■ **Source text**
▬▬▬▬▬▬▬▬▬▬

Build an AI Assistant with Wolfram Alpha and Wikipedia in Python
Wolfram Alpha is a computational search engine that tends to evaluate what the user asks. Imagine asking a question like “What is the current weather in London” or “Who is the president of United State of America”. Wolfram Alpha will be able to evaluate the question and respond with an answer like “15 degrees centigrade” or “Donald Trump”.
Wikipedia, however, is a search engine that unlike Wolfram, does not compute or evaluate the question but rather searches for the keywords in the query. For example, Wikipedia cannot answer the questions like “What is the current weather in London” or “Who is the president of United State of America” but can search for keywords like “Donald Trump” or “London”.
In this tutorial, these two platforms (Wikipedia & Wolfram) will be combined to build an intelligent assistant using python programming language
Things we need
- Make sure you have python installed
If you prefer using a virtual environment, you can find a tutorial here on how to create one
Get Wolfram Alpha App ID
You can register on the Developer’s Portal to create an AppID. (Note: This ID will be deleted)
Application Workflow
User’s input will be passed to Wolfram Alpha for processing. if a result is obtained, the result will be returned to the user. If no result is obtained, an interpretation of the input is used as a keyword(s) for Wikipedia query.
Lets start coding
Let’s begin by installing all the required python packages using PIP
pip install wolframalpha
pip install wikipedia
pip install requests
- Create a python file and open it with any code editor of your choice
- Import the pre-installed packages
import wolframalpha
import wikipedia
import requests
Implementing Wikipedia Search
Let’s create a function “search_wiki” that takes the keyword as parameter
# method that search wikipedia...
def search_wiki(keyword=''):
# running the query
searchResults = wikipedia.search(keyword)
# If there is no result, print no result
if not searchResults:
print("No result from Wikipedia")
return
# Search for page... try block
try:
page = wikipedia.page(searchResults[0])
except wikipedia.DisambiguationError, err:
# Select the first item in the list
page = wikipedia.page(err.options[0])
#encoding the response to utf-8
wikiTitle = str(page.title.encode('utf-8'))
wikiSummary = str(page.summary.encode('utf-8'))
# printing the result
print(wikiSummary)

▬▬▬▬▬▬▬▬▬▬

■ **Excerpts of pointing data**
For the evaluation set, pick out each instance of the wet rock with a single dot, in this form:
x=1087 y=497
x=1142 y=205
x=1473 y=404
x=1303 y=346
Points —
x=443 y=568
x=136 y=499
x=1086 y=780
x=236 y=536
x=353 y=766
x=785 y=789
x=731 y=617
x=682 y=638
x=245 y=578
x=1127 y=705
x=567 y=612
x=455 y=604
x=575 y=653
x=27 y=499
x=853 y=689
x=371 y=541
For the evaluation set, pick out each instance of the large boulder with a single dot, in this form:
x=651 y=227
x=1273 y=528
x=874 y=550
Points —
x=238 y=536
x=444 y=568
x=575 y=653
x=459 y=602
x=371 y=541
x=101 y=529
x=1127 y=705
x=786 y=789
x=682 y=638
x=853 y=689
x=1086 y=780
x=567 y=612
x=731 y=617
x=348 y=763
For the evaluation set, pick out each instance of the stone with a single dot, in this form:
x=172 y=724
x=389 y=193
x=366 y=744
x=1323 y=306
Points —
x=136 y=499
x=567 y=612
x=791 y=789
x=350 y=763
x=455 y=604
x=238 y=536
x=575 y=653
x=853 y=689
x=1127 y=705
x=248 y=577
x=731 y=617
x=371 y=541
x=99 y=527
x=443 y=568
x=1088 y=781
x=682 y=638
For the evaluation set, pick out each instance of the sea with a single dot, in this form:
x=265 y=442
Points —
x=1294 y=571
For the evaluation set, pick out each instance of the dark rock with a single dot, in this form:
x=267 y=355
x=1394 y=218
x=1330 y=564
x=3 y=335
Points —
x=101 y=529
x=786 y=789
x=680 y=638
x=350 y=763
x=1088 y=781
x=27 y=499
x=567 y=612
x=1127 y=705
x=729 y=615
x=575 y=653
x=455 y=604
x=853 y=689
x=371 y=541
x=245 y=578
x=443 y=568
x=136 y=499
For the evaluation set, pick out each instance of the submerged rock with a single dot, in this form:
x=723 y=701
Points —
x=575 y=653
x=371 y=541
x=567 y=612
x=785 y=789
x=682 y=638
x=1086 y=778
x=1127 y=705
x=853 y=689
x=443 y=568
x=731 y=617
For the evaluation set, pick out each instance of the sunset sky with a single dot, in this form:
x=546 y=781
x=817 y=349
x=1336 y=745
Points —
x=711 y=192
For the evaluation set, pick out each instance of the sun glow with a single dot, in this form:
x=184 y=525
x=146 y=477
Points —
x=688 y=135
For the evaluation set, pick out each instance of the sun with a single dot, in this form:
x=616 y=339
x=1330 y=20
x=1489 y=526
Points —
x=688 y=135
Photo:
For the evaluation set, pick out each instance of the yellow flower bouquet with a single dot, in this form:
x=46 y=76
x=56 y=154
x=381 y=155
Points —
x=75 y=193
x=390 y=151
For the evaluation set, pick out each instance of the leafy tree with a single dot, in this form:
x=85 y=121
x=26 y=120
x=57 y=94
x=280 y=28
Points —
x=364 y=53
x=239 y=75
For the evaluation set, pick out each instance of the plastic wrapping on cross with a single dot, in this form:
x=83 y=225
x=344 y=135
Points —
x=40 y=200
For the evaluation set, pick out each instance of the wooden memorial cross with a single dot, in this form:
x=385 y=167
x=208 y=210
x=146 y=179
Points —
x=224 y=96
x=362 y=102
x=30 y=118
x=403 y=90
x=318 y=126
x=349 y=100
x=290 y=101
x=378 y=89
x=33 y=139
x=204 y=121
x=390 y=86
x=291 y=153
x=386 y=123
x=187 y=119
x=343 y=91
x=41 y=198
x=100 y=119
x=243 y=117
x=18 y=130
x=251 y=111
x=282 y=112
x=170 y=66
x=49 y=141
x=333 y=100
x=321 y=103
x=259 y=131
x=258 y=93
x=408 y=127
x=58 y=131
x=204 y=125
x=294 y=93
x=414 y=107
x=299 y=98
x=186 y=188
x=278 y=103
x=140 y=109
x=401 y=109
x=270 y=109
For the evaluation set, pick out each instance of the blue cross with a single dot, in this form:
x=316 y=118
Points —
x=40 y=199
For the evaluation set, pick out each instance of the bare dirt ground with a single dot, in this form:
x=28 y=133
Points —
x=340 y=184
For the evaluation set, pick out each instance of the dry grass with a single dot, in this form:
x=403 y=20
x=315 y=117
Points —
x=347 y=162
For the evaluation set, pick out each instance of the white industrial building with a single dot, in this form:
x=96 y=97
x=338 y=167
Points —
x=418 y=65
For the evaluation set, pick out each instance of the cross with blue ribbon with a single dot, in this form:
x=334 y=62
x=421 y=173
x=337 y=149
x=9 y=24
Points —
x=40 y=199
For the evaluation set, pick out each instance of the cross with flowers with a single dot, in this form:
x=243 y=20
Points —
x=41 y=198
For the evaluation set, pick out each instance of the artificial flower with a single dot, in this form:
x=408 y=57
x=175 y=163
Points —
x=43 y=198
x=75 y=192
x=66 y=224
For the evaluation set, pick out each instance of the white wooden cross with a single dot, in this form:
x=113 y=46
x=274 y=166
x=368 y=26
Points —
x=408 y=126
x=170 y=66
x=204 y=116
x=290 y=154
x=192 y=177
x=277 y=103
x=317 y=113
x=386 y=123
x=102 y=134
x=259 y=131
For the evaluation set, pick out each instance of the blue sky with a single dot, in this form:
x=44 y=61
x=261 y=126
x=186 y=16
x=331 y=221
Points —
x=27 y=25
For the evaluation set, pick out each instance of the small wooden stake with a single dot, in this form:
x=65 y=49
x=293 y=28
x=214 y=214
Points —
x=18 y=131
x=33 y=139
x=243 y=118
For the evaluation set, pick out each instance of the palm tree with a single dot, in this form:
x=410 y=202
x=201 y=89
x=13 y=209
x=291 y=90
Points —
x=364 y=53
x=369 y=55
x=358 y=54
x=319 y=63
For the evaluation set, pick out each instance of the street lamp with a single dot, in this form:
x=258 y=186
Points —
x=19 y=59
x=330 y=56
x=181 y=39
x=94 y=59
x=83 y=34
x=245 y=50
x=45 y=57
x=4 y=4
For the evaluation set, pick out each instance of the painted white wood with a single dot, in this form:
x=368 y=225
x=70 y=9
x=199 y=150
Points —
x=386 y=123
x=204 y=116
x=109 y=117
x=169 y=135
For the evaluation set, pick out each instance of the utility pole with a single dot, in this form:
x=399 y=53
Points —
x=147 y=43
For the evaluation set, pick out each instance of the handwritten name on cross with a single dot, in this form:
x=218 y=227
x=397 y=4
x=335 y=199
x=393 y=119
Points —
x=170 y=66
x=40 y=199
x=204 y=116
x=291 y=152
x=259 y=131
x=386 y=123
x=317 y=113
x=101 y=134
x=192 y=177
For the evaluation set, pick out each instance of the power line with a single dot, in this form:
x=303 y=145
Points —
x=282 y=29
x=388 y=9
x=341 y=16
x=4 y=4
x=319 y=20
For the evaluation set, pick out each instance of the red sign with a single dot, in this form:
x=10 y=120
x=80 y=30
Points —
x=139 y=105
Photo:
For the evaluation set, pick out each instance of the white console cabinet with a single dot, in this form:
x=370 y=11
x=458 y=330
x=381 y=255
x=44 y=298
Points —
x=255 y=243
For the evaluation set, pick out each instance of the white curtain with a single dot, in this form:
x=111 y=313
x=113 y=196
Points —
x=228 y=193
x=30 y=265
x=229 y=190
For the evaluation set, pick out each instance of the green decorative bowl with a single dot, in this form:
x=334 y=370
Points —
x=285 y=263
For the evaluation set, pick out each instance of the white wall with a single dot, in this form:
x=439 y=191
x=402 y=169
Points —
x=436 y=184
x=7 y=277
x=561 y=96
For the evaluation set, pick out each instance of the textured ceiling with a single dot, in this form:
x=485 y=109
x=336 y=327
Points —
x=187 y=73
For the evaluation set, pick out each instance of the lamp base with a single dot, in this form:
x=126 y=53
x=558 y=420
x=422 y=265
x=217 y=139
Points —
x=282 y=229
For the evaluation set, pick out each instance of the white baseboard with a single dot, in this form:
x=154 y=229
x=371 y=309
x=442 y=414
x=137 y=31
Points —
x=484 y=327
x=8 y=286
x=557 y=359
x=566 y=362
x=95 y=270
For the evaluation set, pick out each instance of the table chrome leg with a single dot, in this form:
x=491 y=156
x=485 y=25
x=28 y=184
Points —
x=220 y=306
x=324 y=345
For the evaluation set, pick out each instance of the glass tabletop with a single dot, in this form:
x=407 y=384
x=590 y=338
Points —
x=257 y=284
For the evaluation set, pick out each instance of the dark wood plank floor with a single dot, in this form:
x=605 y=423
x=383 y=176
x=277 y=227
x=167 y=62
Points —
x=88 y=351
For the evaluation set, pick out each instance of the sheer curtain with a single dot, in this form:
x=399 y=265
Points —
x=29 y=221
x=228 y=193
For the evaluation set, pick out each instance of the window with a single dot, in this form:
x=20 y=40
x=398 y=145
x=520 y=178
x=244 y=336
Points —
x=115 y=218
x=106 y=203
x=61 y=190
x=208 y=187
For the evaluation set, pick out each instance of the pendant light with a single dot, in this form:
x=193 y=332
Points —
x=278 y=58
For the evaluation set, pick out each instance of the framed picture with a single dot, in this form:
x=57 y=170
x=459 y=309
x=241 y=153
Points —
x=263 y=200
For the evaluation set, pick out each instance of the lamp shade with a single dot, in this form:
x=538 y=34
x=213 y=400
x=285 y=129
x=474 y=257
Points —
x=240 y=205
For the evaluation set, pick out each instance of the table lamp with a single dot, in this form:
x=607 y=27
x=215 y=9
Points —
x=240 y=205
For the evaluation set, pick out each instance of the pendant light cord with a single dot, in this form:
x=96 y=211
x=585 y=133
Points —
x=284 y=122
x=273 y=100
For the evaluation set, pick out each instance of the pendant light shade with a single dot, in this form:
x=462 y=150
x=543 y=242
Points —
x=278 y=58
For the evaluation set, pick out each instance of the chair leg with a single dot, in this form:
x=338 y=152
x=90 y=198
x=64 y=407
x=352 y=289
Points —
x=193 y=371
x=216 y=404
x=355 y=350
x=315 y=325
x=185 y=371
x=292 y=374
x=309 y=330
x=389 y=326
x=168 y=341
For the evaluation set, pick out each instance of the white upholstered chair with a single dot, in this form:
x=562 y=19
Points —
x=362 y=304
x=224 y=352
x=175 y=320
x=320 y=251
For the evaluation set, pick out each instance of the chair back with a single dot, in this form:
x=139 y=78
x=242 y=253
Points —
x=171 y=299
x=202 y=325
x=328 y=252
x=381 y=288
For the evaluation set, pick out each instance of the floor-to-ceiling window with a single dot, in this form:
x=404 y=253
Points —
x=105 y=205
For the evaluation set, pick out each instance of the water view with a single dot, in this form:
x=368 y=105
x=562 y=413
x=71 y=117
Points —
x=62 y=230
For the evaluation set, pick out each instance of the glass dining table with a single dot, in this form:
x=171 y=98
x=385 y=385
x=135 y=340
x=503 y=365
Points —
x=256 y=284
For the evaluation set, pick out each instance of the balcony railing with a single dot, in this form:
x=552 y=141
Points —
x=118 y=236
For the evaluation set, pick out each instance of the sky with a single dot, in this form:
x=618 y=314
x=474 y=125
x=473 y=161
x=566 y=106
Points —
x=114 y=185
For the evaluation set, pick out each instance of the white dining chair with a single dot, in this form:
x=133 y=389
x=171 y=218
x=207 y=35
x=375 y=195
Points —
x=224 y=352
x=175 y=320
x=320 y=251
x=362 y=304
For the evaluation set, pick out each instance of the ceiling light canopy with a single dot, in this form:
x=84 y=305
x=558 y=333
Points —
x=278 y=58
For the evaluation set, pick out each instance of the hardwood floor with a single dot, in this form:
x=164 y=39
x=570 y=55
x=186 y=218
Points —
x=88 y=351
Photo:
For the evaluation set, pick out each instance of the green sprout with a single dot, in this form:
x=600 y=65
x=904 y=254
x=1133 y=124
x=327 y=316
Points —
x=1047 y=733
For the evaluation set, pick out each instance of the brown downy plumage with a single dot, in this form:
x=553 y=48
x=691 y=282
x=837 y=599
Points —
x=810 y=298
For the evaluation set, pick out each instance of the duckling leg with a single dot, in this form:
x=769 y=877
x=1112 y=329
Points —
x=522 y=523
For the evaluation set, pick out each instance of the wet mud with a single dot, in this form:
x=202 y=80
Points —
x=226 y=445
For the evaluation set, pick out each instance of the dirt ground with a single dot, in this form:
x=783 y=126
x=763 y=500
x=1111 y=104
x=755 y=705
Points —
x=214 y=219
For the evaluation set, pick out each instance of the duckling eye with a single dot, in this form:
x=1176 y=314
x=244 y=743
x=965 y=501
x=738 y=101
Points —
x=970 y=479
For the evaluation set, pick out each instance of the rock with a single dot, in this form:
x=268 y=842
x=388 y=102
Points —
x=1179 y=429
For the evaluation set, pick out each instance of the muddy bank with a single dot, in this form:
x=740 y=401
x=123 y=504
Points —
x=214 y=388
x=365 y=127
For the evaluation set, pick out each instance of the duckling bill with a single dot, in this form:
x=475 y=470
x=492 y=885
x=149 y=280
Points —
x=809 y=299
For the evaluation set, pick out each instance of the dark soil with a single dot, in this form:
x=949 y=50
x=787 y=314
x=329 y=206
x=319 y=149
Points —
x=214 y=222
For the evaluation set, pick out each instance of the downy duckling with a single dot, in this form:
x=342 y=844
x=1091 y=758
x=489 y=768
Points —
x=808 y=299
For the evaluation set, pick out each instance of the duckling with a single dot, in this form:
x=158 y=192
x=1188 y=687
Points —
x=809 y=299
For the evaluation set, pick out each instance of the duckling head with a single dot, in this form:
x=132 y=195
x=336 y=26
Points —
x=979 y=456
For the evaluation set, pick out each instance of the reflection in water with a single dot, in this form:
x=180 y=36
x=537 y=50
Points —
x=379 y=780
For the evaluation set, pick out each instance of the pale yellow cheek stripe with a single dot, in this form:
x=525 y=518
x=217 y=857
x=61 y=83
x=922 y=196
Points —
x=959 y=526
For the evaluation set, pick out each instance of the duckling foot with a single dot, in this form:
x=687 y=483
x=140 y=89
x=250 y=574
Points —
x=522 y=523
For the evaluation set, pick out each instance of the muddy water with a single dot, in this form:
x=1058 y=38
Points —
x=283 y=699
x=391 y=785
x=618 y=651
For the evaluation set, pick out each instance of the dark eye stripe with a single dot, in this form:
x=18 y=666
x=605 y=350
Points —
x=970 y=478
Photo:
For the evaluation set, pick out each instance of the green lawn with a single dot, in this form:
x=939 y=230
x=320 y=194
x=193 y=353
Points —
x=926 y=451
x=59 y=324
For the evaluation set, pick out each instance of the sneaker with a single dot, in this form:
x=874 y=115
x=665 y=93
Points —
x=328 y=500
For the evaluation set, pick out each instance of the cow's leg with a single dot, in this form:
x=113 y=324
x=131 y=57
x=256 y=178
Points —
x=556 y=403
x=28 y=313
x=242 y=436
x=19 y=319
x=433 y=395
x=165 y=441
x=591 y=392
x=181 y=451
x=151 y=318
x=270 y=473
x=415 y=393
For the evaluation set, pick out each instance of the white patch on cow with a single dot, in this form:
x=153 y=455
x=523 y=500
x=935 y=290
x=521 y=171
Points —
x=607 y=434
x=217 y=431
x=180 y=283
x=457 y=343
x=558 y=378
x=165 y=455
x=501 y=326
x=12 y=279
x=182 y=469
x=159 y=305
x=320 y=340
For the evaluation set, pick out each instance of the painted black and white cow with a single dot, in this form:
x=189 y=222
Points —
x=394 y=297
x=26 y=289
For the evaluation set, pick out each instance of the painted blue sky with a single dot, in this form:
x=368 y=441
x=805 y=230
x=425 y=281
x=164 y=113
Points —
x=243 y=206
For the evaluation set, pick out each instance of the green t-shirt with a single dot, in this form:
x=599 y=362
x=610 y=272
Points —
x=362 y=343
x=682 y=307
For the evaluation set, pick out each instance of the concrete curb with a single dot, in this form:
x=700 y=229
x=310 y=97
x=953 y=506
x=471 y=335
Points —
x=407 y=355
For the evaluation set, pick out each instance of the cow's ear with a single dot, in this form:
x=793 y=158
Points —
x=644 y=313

▬▬▬▬▬▬▬▬▬▬

■ **Written task**
Name every Python package that the Wolfram Alpha and Wikipedia tutorial installs with pip.

■ **Result of the exercise**
wolframalpha, wikipedia, requests